Write out, exactly and in full, the line where "Give the innermost point of each instance of the dormer" appears together with all lines that follow it in the entries below. Do not include pictures.

§

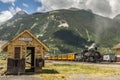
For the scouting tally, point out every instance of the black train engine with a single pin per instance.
(89, 55)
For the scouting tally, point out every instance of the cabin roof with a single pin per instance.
(117, 46)
(5, 45)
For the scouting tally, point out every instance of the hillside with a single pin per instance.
(66, 30)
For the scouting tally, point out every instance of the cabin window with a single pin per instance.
(17, 53)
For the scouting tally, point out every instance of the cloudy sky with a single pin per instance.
(8, 8)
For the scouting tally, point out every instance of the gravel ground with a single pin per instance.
(86, 77)
(25, 77)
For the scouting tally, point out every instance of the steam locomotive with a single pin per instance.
(89, 55)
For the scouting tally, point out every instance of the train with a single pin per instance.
(88, 55)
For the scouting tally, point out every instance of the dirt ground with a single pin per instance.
(71, 76)
(23, 77)
(86, 77)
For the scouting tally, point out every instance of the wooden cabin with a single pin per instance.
(117, 48)
(22, 46)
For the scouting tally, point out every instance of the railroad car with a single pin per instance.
(59, 57)
(109, 57)
(71, 56)
(64, 56)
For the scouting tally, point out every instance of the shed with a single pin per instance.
(23, 45)
(117, 48)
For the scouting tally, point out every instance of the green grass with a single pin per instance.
(54, 71)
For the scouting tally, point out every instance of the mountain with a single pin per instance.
(66, 30)
(117, 18)
(19, 14)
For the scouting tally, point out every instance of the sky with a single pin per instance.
(106, 8)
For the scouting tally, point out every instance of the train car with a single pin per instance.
(109, 57)
(71, 56)
(79, 57)
(64, 56)
(59, 57)
(49, 58)
(55, 57)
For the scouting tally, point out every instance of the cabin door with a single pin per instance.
(31, 55)
(17, 53)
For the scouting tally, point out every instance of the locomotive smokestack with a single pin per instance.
(93, 47)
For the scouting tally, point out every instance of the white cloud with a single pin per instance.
(18, 9)
(25, 5)
(5, 15)
(7, 1)
(108, 8)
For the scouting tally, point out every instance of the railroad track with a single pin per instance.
(102, 64)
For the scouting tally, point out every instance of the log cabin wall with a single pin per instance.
(17, 52)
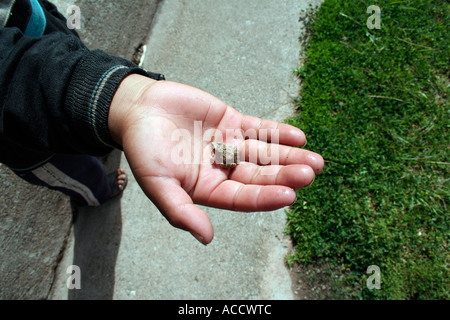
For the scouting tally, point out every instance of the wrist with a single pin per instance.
(127, 98)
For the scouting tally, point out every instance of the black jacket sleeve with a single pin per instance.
(55, 96)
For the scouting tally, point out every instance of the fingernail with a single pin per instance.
(199, 238)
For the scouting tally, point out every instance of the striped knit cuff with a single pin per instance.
(90, 93)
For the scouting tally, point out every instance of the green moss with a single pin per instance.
(374, 103)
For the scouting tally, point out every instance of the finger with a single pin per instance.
(177, 207)
(264, 153)
(292, 176)
(233, 195)
(272, 131)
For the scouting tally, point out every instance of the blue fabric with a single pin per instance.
(36, 25)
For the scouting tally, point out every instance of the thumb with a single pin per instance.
(177, 207)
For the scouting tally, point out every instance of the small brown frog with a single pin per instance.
(225, 156)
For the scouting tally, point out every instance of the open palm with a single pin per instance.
(167, 143)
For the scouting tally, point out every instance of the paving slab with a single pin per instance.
(243, 52)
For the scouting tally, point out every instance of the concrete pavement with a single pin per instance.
(244, 53)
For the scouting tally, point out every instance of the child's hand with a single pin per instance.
(156, 121)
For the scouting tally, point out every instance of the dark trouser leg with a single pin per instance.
(81, 177)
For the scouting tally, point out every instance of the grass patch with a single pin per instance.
(374, 103)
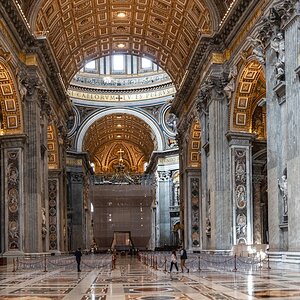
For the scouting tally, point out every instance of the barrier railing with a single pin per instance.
(207, 261)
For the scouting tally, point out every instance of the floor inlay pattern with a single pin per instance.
(131, 280)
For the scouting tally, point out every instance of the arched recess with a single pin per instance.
(251, 89)
(10, 106)
(194, 146)
(135, 112)
(83, 31)
(52, 144)
(248, 115)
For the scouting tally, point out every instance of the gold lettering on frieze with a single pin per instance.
(116, 98)
(168, 160)
(217, 58)
(74, 162)
(31, 60)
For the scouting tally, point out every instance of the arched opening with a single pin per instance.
(248, 115)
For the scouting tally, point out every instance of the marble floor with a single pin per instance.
(131, 280)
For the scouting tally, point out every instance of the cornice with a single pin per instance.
(207, 45)
(12, 15)
(122, 91)
(30, 44)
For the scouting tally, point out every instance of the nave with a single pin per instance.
(132, 280)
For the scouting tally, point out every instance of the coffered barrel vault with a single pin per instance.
(119, 137)
(165, 31)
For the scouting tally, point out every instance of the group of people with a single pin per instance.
(183, 258)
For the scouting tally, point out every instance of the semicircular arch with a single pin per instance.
(83, 31)
(10, 105)
(251, 88)
(134, 112)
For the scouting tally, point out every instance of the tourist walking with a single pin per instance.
(183, 258)
(173, 261)
(78, 255)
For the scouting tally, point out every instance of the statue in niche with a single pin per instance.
(44, 228)
(208, 227)
(240, 196)
(13, 174)
(282, 184)
(278, 46)
(230, 87)
(171, 122)
(258, 49)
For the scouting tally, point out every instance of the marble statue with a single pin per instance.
(278, 46)
(258, 49)
(282, 184)
(230, 87)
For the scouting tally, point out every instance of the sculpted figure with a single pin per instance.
(278, 46)
(282, 184)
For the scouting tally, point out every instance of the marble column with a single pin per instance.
(12, 193)
(280, 33)
(57, 225)
(241, 187)
(36, 181)
(164, 193)
(292, 79)
(203, 115)
(257, 210)
(193, 211)
(212, 95)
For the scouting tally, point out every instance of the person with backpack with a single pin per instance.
(183, 258)
(173, 261)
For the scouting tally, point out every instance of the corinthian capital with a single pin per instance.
(271, 24)
(211, 89)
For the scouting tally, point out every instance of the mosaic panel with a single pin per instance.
(240, 181)
(195, 212)
(52, 188)
(13, 198)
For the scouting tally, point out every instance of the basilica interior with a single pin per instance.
(149, 125)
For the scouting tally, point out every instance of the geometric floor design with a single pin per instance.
(131, 280)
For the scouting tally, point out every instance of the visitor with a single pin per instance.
(173, 261)
(78, 255)
(183, 258)
(113, 261)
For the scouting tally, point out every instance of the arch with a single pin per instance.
(11, 108)
(52, 145)
(135, 112)
(251, 88)
(77, 36)
(194, 146)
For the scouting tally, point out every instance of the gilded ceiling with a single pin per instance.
(119, 136)
(165, 31)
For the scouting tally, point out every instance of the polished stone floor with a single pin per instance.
(131, 280)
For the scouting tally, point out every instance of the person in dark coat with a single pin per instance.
(183, 258)
(78, 255)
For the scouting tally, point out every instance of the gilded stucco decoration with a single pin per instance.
(10, 115)
(165, 31)
(53, 159)
(195, 145)
(119, 138)
(251, 88)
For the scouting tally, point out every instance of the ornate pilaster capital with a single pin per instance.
(164, 175)
(257, 178)
(44, 101)
(31, 84)
(77, 177)
(271, 24)
(211, 89)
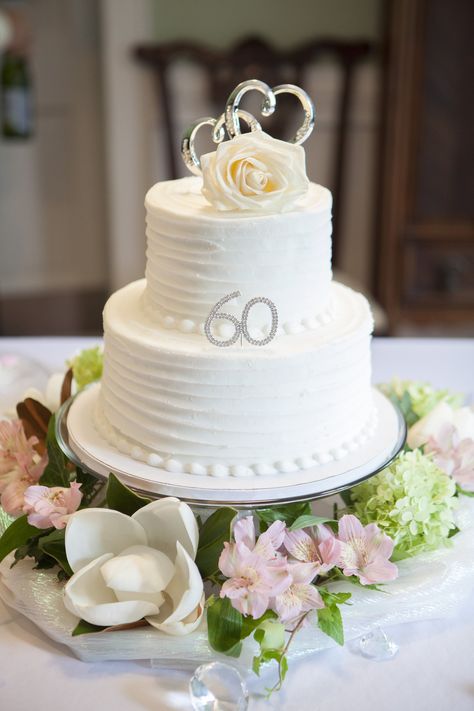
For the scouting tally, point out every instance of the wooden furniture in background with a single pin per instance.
(255, 57)
(425, 262)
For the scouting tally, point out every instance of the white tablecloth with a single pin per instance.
(433, 670)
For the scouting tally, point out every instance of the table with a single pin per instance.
(433, 670)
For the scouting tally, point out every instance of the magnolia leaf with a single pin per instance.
(57, 471)
(54, 546)
(212, 536)
(35, 418)
(249, 624)
(288, 513)
(333, 598)
(16, 535)
(120, 498)
(224, 627)
(66, 387)
(84, 627)
(307, 521)
(330, 622)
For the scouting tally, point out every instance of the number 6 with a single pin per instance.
(241, 328)
(215, 314)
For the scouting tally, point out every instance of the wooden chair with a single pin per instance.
(255, 57)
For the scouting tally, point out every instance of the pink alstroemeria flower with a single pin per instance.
(299, 597)
(365, 551)
(454, 455)
(318, 546)
(20, 465)
(48, 507)
(256, 571)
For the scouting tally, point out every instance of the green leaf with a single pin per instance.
(87, 366)
(16, 535)
(249, 624)
(330, 622)
(84, 627)
(212, 536)
(224, 627)
(333, 598)
(308, 521)
(54, 546)
(120, 498)
(288, 513)
(56, 472)
(90, 486)
(464, 492)
(346, 496)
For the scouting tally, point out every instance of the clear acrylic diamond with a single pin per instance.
(218, 687)
(377, 645)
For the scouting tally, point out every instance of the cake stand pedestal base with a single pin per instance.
(84, 445)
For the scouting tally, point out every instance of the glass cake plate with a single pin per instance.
(82, 443)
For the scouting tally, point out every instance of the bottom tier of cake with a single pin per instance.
(182, 404)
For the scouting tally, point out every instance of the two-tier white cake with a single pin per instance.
(174, 399)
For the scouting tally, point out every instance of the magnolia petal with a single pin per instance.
(87, 596)
(138, 569)
(184, 626)
(184, 591)
(92, 532)
(167, 521)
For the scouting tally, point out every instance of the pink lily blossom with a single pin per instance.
(299, 597)
(365, 551)
(20, 465)
(318, 546)
(257, 572)
(454, 455)
(51, 506)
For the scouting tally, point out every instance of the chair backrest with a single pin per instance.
(254, 57)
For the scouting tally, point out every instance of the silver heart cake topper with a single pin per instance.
(229, 121)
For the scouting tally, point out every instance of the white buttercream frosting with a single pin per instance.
(179, 402)
(254, 172)
(197, 254)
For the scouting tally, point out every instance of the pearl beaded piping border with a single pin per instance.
(226, 330)
(219, 470)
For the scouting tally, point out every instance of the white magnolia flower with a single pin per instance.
(130, 567)
(254, 172)
(461, 420)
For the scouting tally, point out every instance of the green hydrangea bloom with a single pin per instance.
(417, 399)
(87, 366)
(412, 501)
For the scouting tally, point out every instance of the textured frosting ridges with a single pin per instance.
(196, 255)
(190, 405)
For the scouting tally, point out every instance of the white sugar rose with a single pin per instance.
(254, 172)
(130, 567)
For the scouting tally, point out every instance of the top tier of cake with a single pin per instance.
(197, 254)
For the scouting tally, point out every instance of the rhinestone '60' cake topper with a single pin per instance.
(229, 121)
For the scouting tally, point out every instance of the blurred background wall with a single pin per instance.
(71, 196)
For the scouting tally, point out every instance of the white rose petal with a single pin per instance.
(254, 172)
(127, 568)
(92, 532)
(138, 569)
(184, 592)
(167, 521)
(186, 625)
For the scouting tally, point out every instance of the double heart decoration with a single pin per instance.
(229, 121)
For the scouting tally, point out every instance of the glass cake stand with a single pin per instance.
(83, 445)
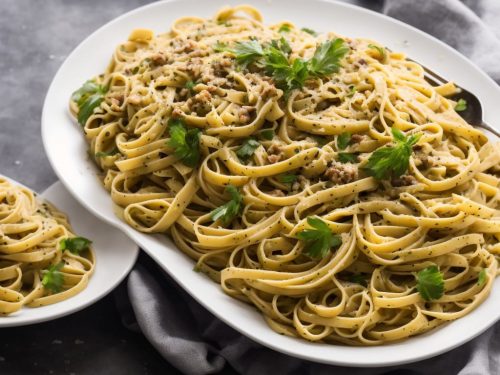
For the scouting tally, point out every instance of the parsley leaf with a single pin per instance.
(320, 239)
(358, 279)
(461, 105)
(247, 149)
(348, 157)
(284, 29)
(53, 278)
(231, 209)
(309, 31)
(343, 140)
(88, 97)
(392, 161)
(102, 154)
(380, 50)
(185, 142)
(326, 59)
(430, 283)
(75, 244)
(481, 279)
(190, 85)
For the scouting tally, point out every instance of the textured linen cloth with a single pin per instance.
(196, 342)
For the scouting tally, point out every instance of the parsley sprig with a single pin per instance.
(88, 97)
(53, 278)
(291, 74)
(185, 142)
(392, 161)
(231, 209)
(430, 283)
(75, 244)
(318, 240)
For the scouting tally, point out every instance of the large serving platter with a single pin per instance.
(66, 149)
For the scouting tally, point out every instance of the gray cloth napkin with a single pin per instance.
(196, 342)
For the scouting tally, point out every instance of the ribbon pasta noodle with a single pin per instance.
(443, 211)
(31, 232)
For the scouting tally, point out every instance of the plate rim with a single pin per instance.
(136, 236)
(19, 321)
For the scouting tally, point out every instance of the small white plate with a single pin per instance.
(66, 150)
(115, 256)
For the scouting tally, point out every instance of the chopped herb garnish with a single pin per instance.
(319, 240)
(53, 278)
(430, 283)
(358, 279)
(284, 29)
(326, 59)
(75, 244)
(247, 149)
(348, 157)
(343, 140)
(220, 47)
(481, 279)
(392, 161)
(102, 154)
(461, 105)
(267, 134)
(88, 97)
(185, 142)
(309, 31)
(380, 50)
(231, 209)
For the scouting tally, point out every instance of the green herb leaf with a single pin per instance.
(53, 278)
(231, 209)
(267, 134)
(352, 91)
(326, 59)
(380, 50)
(461, 105)
(185, 142)
(287, 178)
(284, 29)
(343, 140)
(247, 149)
(102, 154)
(75, 244)
(481, 279)
(309, 31)
(318, 240)
(392, 161)
(348, 157)
(88, 97)
(358, 279)
(430, 283)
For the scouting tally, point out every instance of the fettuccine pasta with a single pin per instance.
(39, 261)
(263, 151)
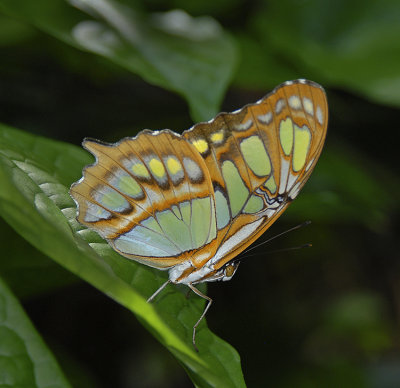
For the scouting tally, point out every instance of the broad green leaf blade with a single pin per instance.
(25, 360)
(347, 44)
(191, 56)
(35, 174)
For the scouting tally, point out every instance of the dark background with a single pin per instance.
(326, 316)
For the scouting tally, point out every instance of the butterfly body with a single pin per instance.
(191, 203)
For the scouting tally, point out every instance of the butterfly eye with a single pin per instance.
(230, 270)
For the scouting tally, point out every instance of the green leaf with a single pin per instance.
(345, 190)
(191, 56)
(35, 174)
(348, 44)
(26, 270)
(25, 360)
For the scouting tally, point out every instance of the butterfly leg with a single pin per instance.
(196, 291)
(158, 291)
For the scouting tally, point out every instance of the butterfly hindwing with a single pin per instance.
(149, 196)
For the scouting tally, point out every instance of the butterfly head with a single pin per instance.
(226, 272)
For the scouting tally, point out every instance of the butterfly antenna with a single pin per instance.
(279, 235)
(308, 245)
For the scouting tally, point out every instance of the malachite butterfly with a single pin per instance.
(191, 203)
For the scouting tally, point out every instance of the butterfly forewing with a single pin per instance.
(201, 198)
(259, 158)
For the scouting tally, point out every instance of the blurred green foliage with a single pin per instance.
(326, 316)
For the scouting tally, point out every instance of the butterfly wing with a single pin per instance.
(259, 158)
(150, 196)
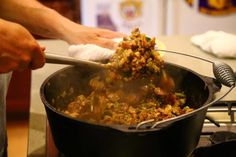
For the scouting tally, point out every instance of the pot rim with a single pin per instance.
(209, 82)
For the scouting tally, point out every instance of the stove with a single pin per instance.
(219, 127)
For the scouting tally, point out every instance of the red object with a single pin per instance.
(18, 97)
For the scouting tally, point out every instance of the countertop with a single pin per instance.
(37, 130)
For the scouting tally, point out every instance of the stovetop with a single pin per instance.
(220, 119)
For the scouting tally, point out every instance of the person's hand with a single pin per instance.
(79, 34)
(18, 49)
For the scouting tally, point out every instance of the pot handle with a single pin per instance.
(222, 72)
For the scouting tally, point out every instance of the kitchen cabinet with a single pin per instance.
(18, 97)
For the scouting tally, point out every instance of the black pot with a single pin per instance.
(79, 138)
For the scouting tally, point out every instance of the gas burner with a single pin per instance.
(222, 136)
(223, 143)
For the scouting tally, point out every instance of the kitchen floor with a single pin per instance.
(17, 138)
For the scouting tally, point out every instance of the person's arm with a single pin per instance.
(46, 22)
(18, 49)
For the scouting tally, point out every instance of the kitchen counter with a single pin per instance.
(37, 130)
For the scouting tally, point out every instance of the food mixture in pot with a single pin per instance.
(134, 88)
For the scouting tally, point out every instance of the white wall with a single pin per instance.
(182, 19)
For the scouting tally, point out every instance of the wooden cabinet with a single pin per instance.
(18, 97)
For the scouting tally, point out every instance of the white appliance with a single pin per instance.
(153, 17)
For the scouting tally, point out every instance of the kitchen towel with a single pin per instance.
(91, 52)
(96, 53)
(218, 43)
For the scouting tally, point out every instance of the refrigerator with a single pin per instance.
(160, 17)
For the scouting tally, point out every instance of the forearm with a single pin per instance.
(35, 17)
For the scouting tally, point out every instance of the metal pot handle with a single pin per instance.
(222, 72)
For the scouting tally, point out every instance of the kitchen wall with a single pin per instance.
(185, 19)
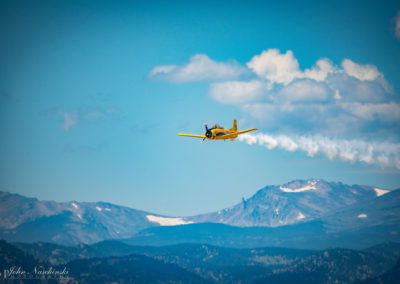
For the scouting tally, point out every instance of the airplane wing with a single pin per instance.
(245, 131)
(191, 135)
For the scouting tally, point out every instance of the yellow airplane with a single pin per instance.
(217, 132)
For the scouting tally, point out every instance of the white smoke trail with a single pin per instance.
(385, 154)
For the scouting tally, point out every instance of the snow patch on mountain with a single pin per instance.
(166, 221)
(380, 192)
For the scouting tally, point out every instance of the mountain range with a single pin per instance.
(309, 214)
(116, 262)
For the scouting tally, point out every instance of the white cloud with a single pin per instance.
(81, 116)
(274, 66)
(388, 112)
(363, 72)
(397, 25)
(238, 92)
(200, 67)
(304, 90)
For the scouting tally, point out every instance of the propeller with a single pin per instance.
(208, 132)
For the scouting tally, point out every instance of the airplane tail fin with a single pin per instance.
(234, 128)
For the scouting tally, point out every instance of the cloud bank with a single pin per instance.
(385, 154)
(351, 101)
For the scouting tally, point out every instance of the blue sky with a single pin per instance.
(93, 94)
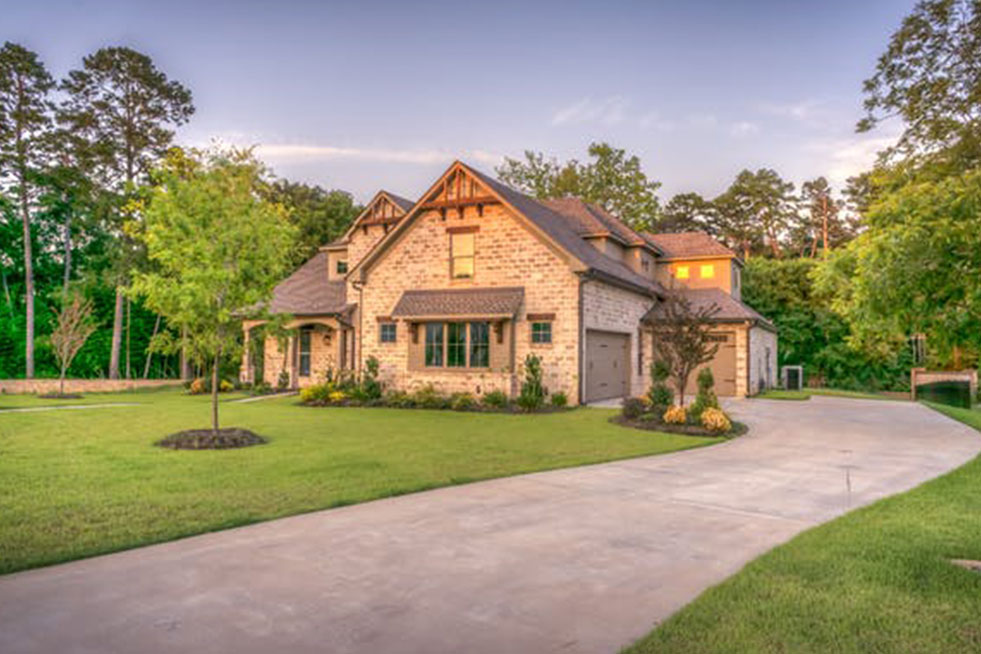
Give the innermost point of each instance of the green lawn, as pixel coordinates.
(84, 482)
(876, 580)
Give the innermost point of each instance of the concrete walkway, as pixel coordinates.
(575, 560)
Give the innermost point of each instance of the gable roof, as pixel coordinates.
(486, 302)
(730, 309)
(307, 292)
(689, 245)
(589, 219)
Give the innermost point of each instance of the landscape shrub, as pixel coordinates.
(462, 402)
(533, 392)
(660, 396)
(676, 415)
(715, 420)
(705, 399)
(633, 408)
(428, 397)
(496, 400)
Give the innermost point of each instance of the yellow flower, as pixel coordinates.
(676, 415)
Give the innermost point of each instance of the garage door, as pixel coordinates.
(607, 365)
(723, 366)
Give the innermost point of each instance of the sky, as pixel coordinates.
(367, 95)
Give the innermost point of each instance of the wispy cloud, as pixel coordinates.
(609, 111)
(744, 128)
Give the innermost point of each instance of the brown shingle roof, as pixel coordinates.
(487, 302)
(560, 230)
(688, 244)
(730, 309)
(307, 292)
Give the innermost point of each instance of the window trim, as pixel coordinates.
(300, 354)
(383, 327)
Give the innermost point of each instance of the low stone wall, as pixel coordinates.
(81, 385)
(923, 376)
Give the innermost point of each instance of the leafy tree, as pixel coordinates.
(681, 338)
(930, 77)
(916, 269)
(218, 249)
(613, 179)
(756, 211)
(25, 127)
(320, 216)
(120, 113)
(688, 212)
(73, 328)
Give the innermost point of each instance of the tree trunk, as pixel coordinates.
(28, 278)
(214, 392)
(117, 335)
(68, 252)
(149, 352)
(129, 322)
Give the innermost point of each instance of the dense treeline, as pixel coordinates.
(76, 156)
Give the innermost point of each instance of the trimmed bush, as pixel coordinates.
(633, 408)
(676, 415)
(495, 400)
(716, 421)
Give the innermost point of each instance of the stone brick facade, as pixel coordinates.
(506, 254)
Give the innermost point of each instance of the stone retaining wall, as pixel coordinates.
(82, 385)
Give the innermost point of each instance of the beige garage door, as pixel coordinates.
(607, 365)
(723, 366)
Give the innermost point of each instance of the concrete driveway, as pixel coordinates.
(576, 560)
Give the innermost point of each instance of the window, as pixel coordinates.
(387, 332)
(434, 344)
(456, 344)
(305, 352)
(479, 345)
(541, 332)
(467, 345)
(461, 254)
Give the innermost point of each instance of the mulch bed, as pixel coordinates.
(206, 439)
(60, 396)
(738, 428)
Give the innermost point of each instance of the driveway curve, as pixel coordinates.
(575, 560)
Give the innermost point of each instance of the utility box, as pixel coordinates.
(792, 377)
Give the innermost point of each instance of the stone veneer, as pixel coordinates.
(506, 255)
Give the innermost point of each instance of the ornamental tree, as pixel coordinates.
(216, 250)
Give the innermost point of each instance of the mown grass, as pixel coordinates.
(876, 580)
(90, 481)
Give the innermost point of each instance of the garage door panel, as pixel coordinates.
(607, 365)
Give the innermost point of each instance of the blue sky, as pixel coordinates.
(363, 95)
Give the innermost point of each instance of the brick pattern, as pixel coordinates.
(506, 255)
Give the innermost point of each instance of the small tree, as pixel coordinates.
(217, 250)
(681, 337)
(533, 392)
(73, 328)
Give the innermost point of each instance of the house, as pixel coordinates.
(458, 287)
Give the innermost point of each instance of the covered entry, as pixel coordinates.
(607, 365)
(723, 366)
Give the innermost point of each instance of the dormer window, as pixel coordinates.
(462, 254)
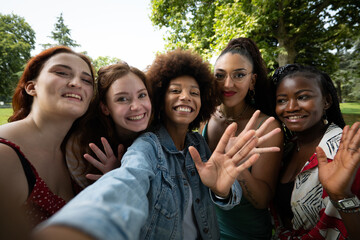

§

• **SOLUTION**
Give the innermost point of each instance of the dormer window, as pixel coordinates.
(462, 254)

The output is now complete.